------ Task inputs ------

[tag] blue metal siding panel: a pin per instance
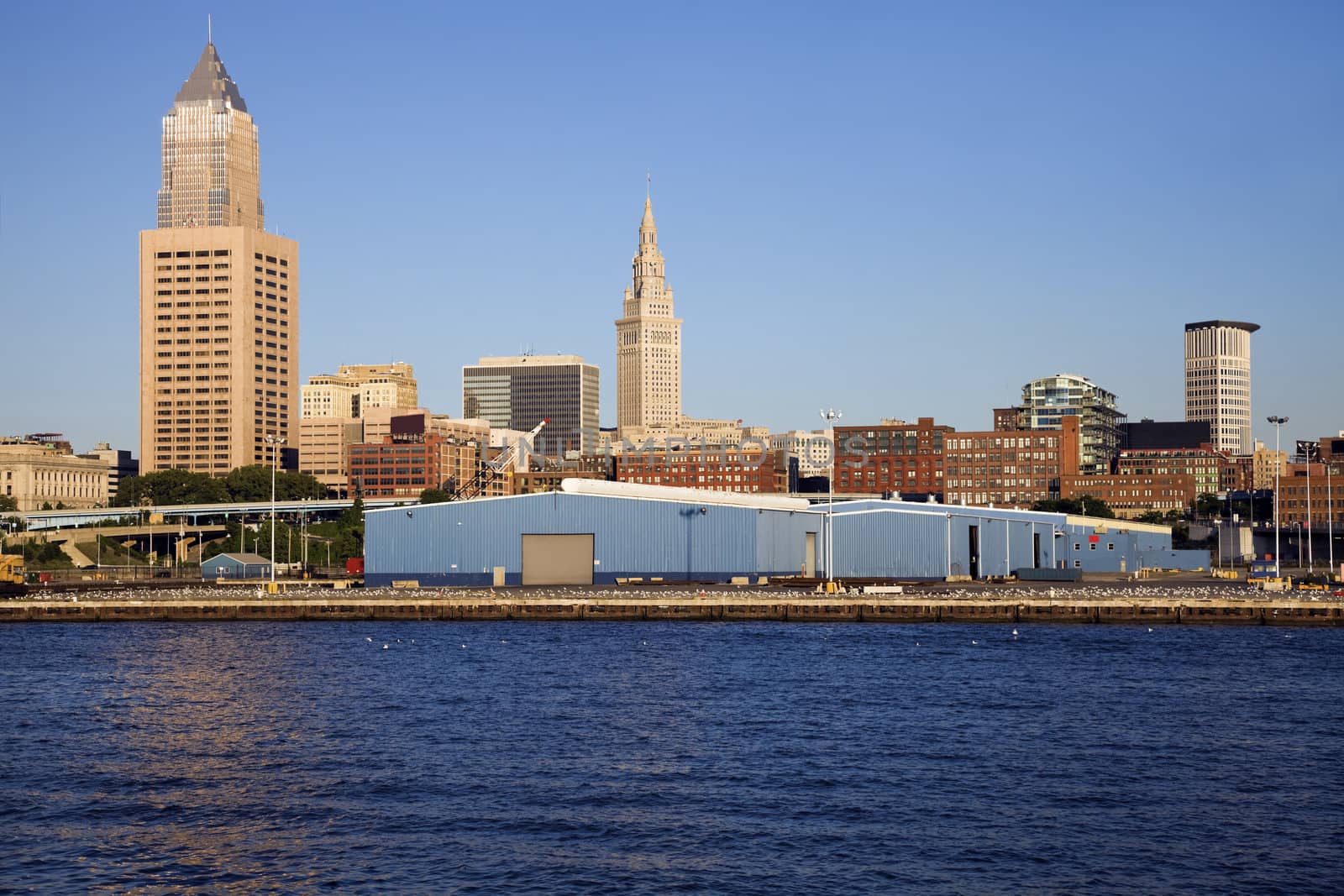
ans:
(631, 537)
(783, 539)
(890, 544)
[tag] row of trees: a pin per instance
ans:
(245, 484)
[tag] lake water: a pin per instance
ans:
(652, 758)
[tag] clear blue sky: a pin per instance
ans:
(897, 210)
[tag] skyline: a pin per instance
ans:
(1202, 184)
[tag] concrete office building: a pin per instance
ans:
(1218, 380)
(517, 392)
(324, 449)
(218, 295)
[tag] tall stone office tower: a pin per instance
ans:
(218, 295)
(1218, 380)
(648, 343)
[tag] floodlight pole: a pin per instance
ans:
(831, 416)
(1278, 423)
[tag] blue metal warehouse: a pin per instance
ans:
(598, 532)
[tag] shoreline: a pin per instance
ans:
(1088, 605)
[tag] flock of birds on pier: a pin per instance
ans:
(566, 594)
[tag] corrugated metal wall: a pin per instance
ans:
(460, 543)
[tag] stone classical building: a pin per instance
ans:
(37, 474)
(648, 343)
(218, 295)
(1218, 380)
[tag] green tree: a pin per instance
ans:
(170, 488)
(1209, 506)
(1085, 506)
(253, 484)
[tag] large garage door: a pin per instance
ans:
(557, 559)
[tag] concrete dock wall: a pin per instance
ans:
(770, 609)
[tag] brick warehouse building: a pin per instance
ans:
(717, 469)
(1010, 468)
(402, 465)
(894, 457)
(1132, 496)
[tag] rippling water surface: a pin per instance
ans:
(656, 758)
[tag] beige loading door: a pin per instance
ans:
(557, 559)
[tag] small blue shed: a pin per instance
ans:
(235, 566)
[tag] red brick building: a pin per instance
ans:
(1327, 500)
(1203, 464)
(1010, 468)
(403, 465)
(717, 469)
(1132, 496)
(890, 457)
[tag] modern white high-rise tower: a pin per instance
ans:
(1218, 380)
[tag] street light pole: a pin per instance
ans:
(1310, 553)
(1330, 513)
(831, 416)
(1278, 423)
(275, 441)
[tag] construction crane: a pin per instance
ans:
(501, 465)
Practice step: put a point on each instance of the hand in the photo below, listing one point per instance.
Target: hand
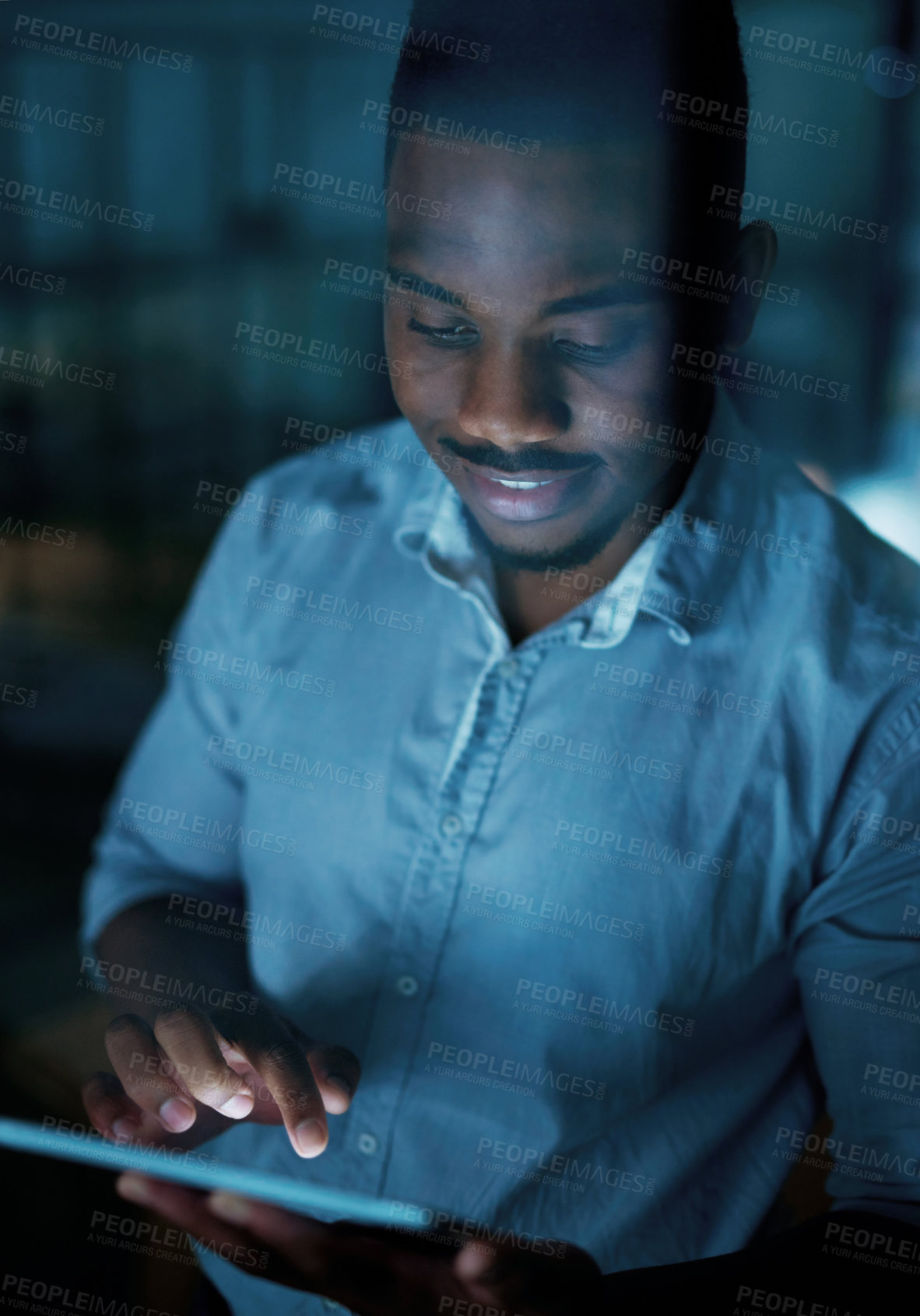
(377, 1272)
(194, 1073)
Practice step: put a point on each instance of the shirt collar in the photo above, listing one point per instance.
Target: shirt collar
(678, 574)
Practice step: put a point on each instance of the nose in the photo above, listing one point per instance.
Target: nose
(508, 400)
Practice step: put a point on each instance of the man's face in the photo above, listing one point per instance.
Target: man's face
(544, 336)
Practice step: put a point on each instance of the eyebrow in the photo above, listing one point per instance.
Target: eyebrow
(434, 291)
(611, 295)
(599, 299)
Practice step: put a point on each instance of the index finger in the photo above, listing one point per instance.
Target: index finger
(281, 1064)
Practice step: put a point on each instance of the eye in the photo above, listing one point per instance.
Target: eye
(599, 354)
(451, 336)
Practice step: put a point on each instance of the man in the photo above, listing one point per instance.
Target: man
(592, 809)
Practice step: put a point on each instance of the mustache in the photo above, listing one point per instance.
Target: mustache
(531, 458)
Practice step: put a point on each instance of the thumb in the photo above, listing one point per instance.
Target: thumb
(524, 1281)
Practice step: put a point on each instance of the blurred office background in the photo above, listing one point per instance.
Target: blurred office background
(198, 150)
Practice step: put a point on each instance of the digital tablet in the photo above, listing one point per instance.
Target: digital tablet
(198, 1169)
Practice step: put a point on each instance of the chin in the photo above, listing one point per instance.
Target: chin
(577, 549)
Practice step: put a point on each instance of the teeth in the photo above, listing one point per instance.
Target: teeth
(524, 485)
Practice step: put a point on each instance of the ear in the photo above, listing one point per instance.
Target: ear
(754, 258)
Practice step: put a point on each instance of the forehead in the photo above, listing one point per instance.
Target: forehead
(571, 209)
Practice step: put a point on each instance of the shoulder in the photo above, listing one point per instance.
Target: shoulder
(375, 466)
(855, 588)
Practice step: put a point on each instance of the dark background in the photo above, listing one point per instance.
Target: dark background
(198, 149)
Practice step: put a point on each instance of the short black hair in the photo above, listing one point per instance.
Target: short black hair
(565, 72)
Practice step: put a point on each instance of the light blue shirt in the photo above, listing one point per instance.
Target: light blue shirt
(605, 915)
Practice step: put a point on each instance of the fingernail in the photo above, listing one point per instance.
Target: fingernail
(241, 1103)
(132, 1186)
(310, 1137)
(177, 1115)
(230, 1207)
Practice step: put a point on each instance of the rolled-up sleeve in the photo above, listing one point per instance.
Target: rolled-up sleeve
(857, 957)
(173, 803)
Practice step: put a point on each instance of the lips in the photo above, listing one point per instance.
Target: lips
(527, 495)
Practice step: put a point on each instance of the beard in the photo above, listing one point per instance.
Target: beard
(566, 557)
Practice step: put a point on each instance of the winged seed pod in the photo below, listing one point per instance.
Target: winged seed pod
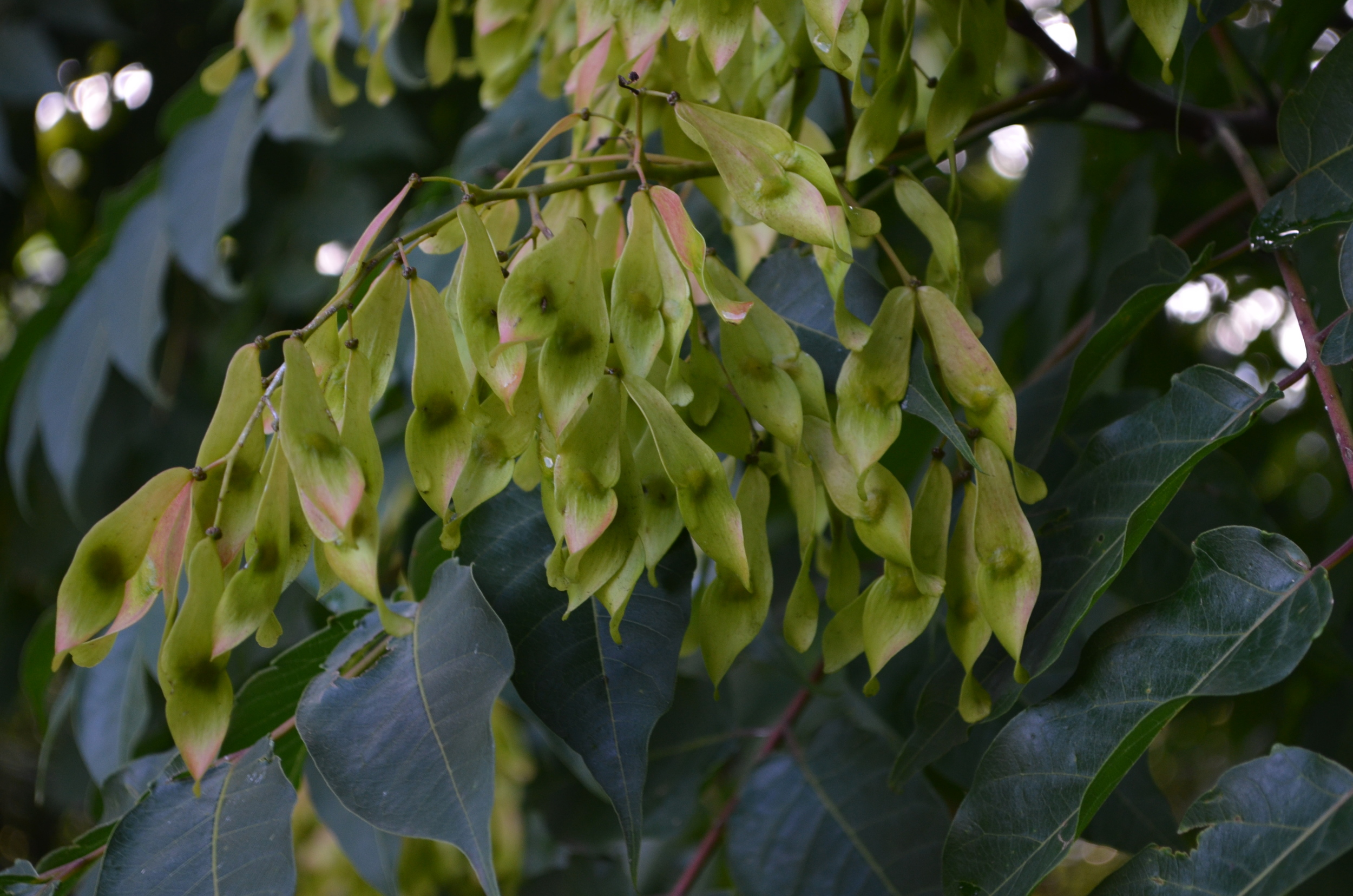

------

To do. State, as a bare number, how many lines of the material contain "building".

Answer to this exercise. 4